> 你的任务
1. 把摘录中以“setup 方法完成的任务主要是”开头的段落改写成简短的要点列表，保留其主要信息。
2. 请一字不改地打印出摘录中的一段内容：从含有“import java.io.File;”的词句开始，到“Retrieval. ACM, 2011:325-334.”为止。

++++ 所给摘录

如果我们的推荐算法继承的是这个 Abstract Recommender 抽象类的话,我们实现一个自己的推荐算法的大致流程如下:

  1. Override 并且重新写 setup 方法
    setup 方法完成的任务主要是对算法成员变量的初始化,例如从配置文件中读取参数的操作可以写在这里,具体细节可以参考这篇博客中讲到的setup方法。 当然,这个步骤是可选步骤,但如果要重新写setup方法的时候,需要调用原抽象类中的setup方法,第一行用super.setup() ,保证算法的基本参数得到初始化。

  2. 实现 trainModel 方法
    trainModel 方法完成的任务是算法模型的训练,例如模型的损失函数利用梯度下降进行训练的过程,也就是需要我们写模型的地方!!!在基类 Abstract Recommender 中这个方法是为空的,方便后面继承的类进行改写、覆盖。

  3. 实现 predict 方法
    predict 方法完成的任务是,使用训练好的模型进行预测。例如对于评分预测算法,在 predict 方法中需要对测试集中的每个评分值进行预测,即对于给定的 user index 和 item index,使用模型预测它们之间的评分。

是的,正如你看到的那么简单,只要把以上三个方法写了就可以了。下面给出一个直接继承 Abstract Recommender 的推荐算法,比如 USG 算法(好吧,代码有点长,而且没有注释,大家不用细看,不过本意就是让大家看看以上三个方法在 USG 算法中是怎样写的,有没有发现除了这三个方法外,还有其他的方法,有些部分直接覆盖了基类的其他方法,有些部分是为了辅助以上三个方法的部分操作写的~)

所以如果读者选择好了要继承的基类的话,务必把这个基类是怎么写的,有哪些方法看一遍

package net.librec.recommender.poi;

import com.google.common.collect.BiMap;
import com.google.common.collect.HashBasedTable;
import com.google.common.collect.Table;
import com.google.common.primitives.Ints;
import net.librec.common.LibrecException;
import net.librec.data.convertor.appender.LocationDataAppender;
import net.librec.data.structure.AbstractBaseDataEntry;
import net.librec.data.structure.LibrecDataList;
import net.librec.math.algorithm.Randoms;
import net.librec.math.structure.DataSet;
import net.librec.math.structure.SequentialAccessSparseMatrix;
import net.librec.math.structure.SequentialSparseVector;
import net.librec.math.structure.Vector;
import net.librec.recommender.AbstractRecommender;
import net.librec.recommender.item.KeyValue;
import net.librec.recommender.item.RecommendedList;

import java.io.File;
import java.io.FileInputStream;
import java.io.IOException;
import java.nio.ByteBuffer;
import java.nio.channels.FileChannel;
import java.nio.file.*;
import java.nio.file.attribute.BasicFileAttributes;
import java.util.*;

/**
 * Ye M, Yin P, Lee W C, et al. Exploiting geographical influence for collaborative point-of-interest recommendation[C]//
 * International ACM SIGIR Conference on Research and Development in Information Retrieval. ACM, 2011:325-334.

++++++++
++++ 所示数据

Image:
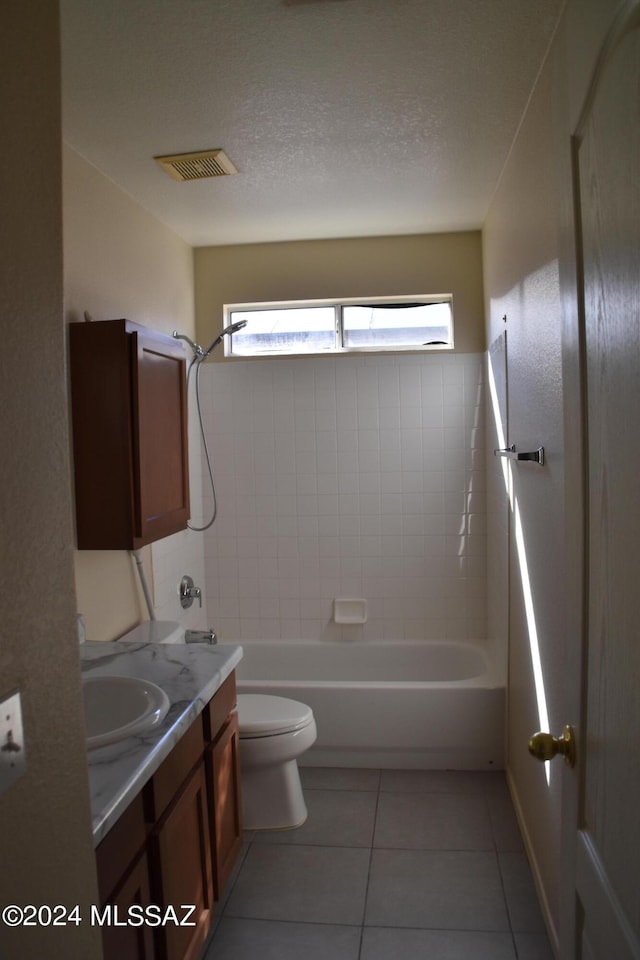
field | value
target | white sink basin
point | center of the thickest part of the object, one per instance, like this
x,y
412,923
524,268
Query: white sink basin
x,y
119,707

++++++++

> 各题答案
1.
- setup 方法主要负责初始化算法的成员变量，例如从配置文件中读取参数。
- 重写 setup 方法是可选步骤。
- 如果重写，必须在第一行调用 super.setup()，以确保算法的基本参数得到初始化。

2.
import java.io.File;
import java.io.FileInputStream;
import java.io.IOException;
import java.nio.ByteBuffer;
import java.nio.channels.FileChannel;
import java.nio.file.*;
import java.nio.file.attribute.BasicFileAttributes;
import java.util.*;

/**
 * Ye M, Yin P, Lee W C, et al. Exploiting geographical influence for collaborative point-of-interest recommendation[C]//
 * International ACM SIGIR Conference on Research and Development in Information Retrieval. ACM, 2011:325-334.